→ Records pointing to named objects
»»

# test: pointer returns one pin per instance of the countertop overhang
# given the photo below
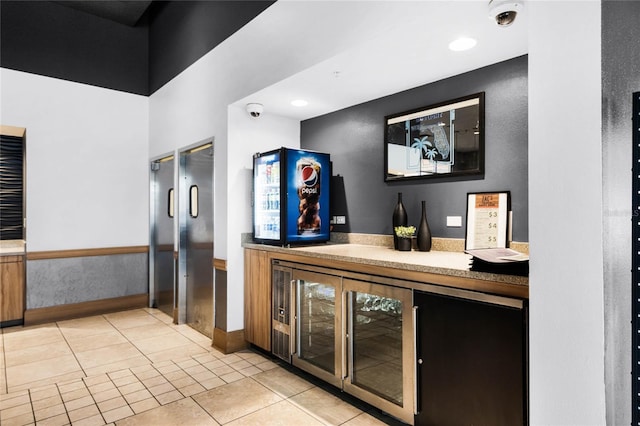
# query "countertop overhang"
(439, 267)
(11, 247)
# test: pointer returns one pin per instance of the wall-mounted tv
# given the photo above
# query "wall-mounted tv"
(440, 140)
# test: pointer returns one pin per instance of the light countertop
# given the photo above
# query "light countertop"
(436, 262)
(11, 247)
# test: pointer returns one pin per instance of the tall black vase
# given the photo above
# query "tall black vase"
(399, 219)
(424, 233)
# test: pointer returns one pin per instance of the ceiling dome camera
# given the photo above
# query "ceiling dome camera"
(255, 110)
(504, 11)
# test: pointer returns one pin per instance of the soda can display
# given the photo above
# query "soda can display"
(308, 178)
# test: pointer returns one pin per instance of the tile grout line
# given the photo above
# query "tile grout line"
(125, 337)
(70, 348)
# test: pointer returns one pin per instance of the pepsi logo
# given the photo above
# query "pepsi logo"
(309, 176)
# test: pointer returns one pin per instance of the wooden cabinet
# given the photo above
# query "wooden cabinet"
(257, 298)
(12, 292)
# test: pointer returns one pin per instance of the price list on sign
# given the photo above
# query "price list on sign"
(486, 224)
(487, 220)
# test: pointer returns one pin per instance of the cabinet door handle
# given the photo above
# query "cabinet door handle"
(416, 379)
(345, 333)
(293, 317)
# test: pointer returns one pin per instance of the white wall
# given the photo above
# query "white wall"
(248, 135)
(87, 168)
(193, 106)
(565, 210)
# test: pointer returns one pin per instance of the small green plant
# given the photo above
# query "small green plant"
(405, 231)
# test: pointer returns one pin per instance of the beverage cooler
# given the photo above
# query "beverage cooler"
(291, 197)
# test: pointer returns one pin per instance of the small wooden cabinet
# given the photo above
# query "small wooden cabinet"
(257, 298)
(12, 292)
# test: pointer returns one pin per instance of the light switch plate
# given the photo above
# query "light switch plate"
(454, 221)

««

→ Written task
Arrange the records above as a Markdown table with the columns Number and Record line, one row per line with blank lines dropped, and keep the pictures out of it.

→ Result for this task
| Number | Record line |
|---|---|
| 1 | # test: pointer returns one pin per instance of the countertop overhang |
| 2 | # given the photo below |
| 3 | # query "countertop overhang" |
| 4 | (439, 267) |
| 5 | (11, 247) |
| 6 | # test: pointer returns one pin per instance of the wall-mounted tv |
| 7 | # given the photo above |
| 8 | # query "wall-mounted tv" |
| 9 | (440, 140) |
| 10 | # test: pointer returns one pin per instance of the light countertop |
| 11 | # given the photo above |
| 12 | # query "light countertop" |
| 13 | (436, 262) |
| 14 | (11, 247) |
| 15 | # test: pointer returns one pin per instance of the tall black vase |
| 16 | # given the photo above |
| 17 | # query "tall black vase" |
| 18 | (399, 219) |
| 19 | (424, 233) |
| 20 | # test: pointer returns one pin per instance of the ceiling dome camera |
| 21 | # given the photo above |
| 22 | # query "ceiling dome camera" |
| 23 | (255, 110) |
| 24 | (504, 11) |
| 25 | # test: pointer returns one pin per instance of the soda can display |
| 26 | # given the photo above |
| 27 | # query "soda can display" |
| 28 | (308, 178) |
| 29 | # test: pointer returns one pin per instance of the tile grout line |
| 30 | # given the photo above |
| 31 | # query "tile grout line" |
| 32 | (125, 337) |
| 33 | (70, 348) |
| 34 | # test: pointer returns one pin per instance of the pepsi logo |
| 35 | # given the photo above |
| 36 | # query "pepsi logo" |
| 37 | (309, 176) |
| 38 | # test: pointer returns one pin per instance of the wooden cabinet |
| 39 | # given the photo above |
| 40 | # query "wooden cabinet" |
| 41 | (257, 298) |
| 42 | (12, 292) |
| 43 | # test: pointer returns one pin per instance of the price list on sign |
| 44 | # given the photo above |
| 45 | # query "price list on sign" |
| 46 | (486, 224) |
| 47 | (487, 220) |
| 48 | # test: pointer returns one pin per instance of the cabinet door handle |
| 49 | # given the photo above |
| 50 | # query "cabinet door handle" |
| 51 | (416, 379) |
| 52 | (345, 333) |
| 53 | (293, 317) |
| 54 | # test: pointer returns one pin per instance of the white wall |
| 55 | # given the photo above |
| 56 | # query "white wall" |
| 57 | (248, 135) |
| 58 | (87, 168) |
| 59 | (193, 106) |
| 60 | (565, 210) |
| 61 | # test: pointer returns one pin per instance of the small green plant |
| 62 | # given the photo above |
| 63 | # query "small green plant" |
| 64 | (405, 231) |
| 65 | # test: pointer returns one pin per instance of the beverage cooler |
| 66 | # given the photo above |
| 67 | # query "beverage cooler" |
| 68 | (291, 197) |
| 69 | # test: pointer returns one pin per instance of the small wooden cabinet |
| 70 | # given the photo above |
| 71 | # query "small wooden cabinet" |
| 72 | (257, 298) |
| 73 | (12, 292) |
| 74 | # test: pointer returns one pin per instance of the light switch plate |
| 75 | # given the photo above |
| 76 | # query "light switch plate" |
| 77 | (454, 221) |